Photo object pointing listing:

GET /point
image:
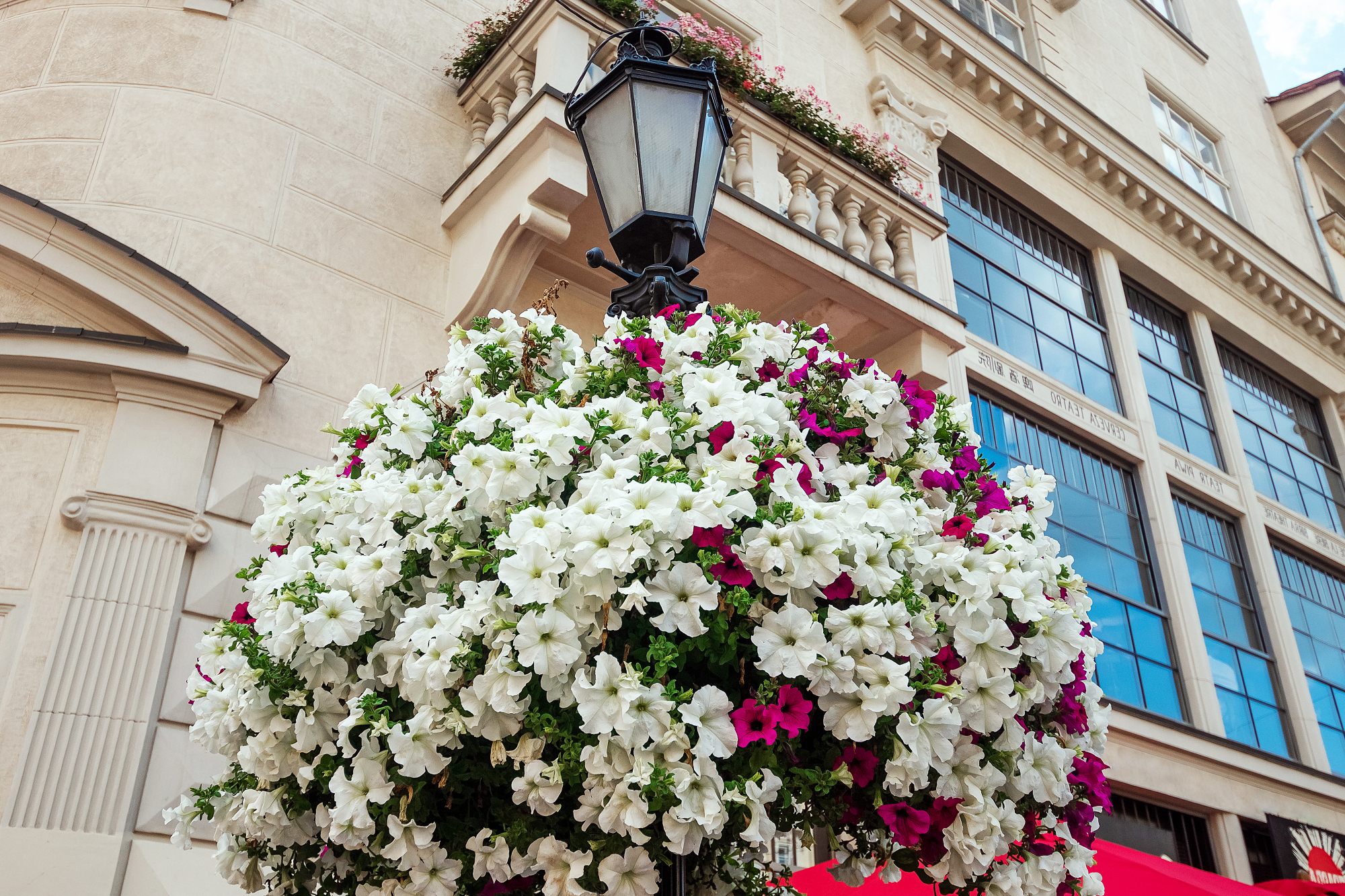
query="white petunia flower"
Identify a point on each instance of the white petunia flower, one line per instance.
(709, 712)
(336, 620)
(684, 592)
(789, 642)
(630, 873)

### GIVEN PROBLEM:
Give every line of the listing above as a Markdown table with the columns "Row" and "Line", numbering the rows and skipping blank lines. Leave the pictures out of the answer.

### RIGHT ANSWER:
| Row | Line |
|---|---|
| 1 | GET /point |
| 2 | image: |
| 3 | query="white petunia flower" |
| 4 | Identify a point on each instance of the white petunia flower, one line per instance. |
| 5 | (709, 712) |
| 6 | (336, 620) |
| 7 | (684, 592) |
| 8 | (789, 642) |
| 9 | (630, 873) |